■ **Records to process**
::::::

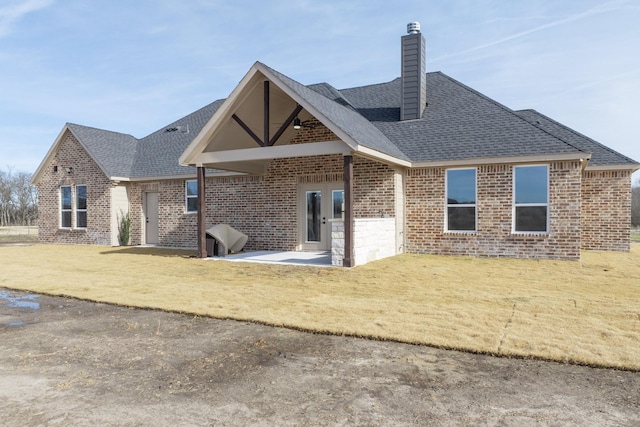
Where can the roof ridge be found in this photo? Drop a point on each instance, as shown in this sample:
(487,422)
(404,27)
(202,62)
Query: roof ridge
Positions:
(193,113)
(510,111)
(101,130)
(575,132)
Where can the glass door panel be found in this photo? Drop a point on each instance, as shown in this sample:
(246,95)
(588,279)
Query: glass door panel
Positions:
(337,202)
(314,216)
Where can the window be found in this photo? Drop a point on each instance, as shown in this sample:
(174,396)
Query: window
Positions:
(531,199)
(461,199)
(65,206)
(81,206)
(191,191)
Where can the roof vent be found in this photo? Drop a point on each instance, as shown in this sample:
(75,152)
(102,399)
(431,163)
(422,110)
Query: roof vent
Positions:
(183,129)
(413,28)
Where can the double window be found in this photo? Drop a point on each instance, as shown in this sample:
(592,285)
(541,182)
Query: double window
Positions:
(71,207)
(191,196)
(531,199)
(461,200)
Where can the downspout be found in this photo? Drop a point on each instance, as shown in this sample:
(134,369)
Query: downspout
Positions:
(347,261)
(202,214)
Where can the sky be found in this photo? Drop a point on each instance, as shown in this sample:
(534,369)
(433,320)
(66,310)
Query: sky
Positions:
(135,66)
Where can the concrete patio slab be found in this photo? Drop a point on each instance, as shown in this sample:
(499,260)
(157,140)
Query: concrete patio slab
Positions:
(314,258)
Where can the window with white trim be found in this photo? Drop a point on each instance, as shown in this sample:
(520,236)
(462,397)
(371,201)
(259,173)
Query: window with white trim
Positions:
(531,199)
(81,206)
(460,187)
(65,206)
(191,196)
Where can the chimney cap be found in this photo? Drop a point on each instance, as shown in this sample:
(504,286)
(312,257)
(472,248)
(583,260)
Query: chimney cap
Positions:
(413,28)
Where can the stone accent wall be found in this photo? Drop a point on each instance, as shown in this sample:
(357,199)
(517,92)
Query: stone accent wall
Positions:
(606,210)
(375,238)
(425,210)
(85,172)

::::::

■ **Job**
Please update all of the lines above by changing "Drop a point" to "Place a dot" wherever it occurs and leaving everything else as it is. Omit the pictures from your answer.

■ **Exercise result**
Where can the roof ridge be found in this photo? Place a dot on each instance, as shown in this sample:
(487,422)
(404,27)
(202,62)
Query: roof ridge
Positions:
(193,113)
(510,111)
(101,130)
(575,132)
Where can the glass door panel be found in this photo? Place a dot on each instance, as shown in this sample:
(246,95)
(588,279)
Query: glass door panel
Positions:
(337,202)
(314,216)
Where can the window be found in this photo? Place a dot on each instance, as shown in this sample:
(174,396)
Query: window
Positions:
(531,199)
(461,199)
(65,206)
(81,206)
(191,191)
Where can the roof vent be found in this photo? Place a dot on each instance, as shown in this sample:
(75,152)
(102,399)
(431,163)
(422,110)
Query: roof vent
Positions:
(183,129)
(413,28)
Where can the double window be found in this photo? Place a dot on each instance, as shown in this sample:
(592,285)
(541,182)
Query: double window
Positions:
(71,207)
(191,196)
(531,199)
(461,200)
Where can the downspout be found in this photo? Place a dot on each instance, as shown in this sample:
(134,369)
Query: downspout
Positions:
(347,261)
(202,214)
Where can the sky be found in this photo? Place a dot on each instance, as shown in this sample:
(534,369)
(433,320)
(66,310)
Query: sky
Positions:
(135,66)
Where can the concrete patio slab be found in this photo? Place a dot on each instance, as shown in this sample:
(499,260)
(157,140)
Query: concrete patio slab
Positions:
(314,258)
Where can the window with white trim be found in this photo? Place a dot on each instance, as shown in this sample:
(520,236)
(462,397)
(371,201)
(259,173)
Query: window with white trim
Positions:
(531,199)
(81,206)
(460,187)
(65,206)
(191,196)
Where can the chimney cap be found in this photo? Place a dot on each instance, as shown in this sample:
(504,286)
(312,257)
(472,248)
(583,260)
Query: chimney cap
Positions:
(413,28)
Where can the stone accent wall be found in this photo? Place a dot on each instance, as shown in this sample:
(357,199)
(517,92)
Query: stone accent wall
Positions:
(606,210)
(375,238)
(425,210)
(85,172)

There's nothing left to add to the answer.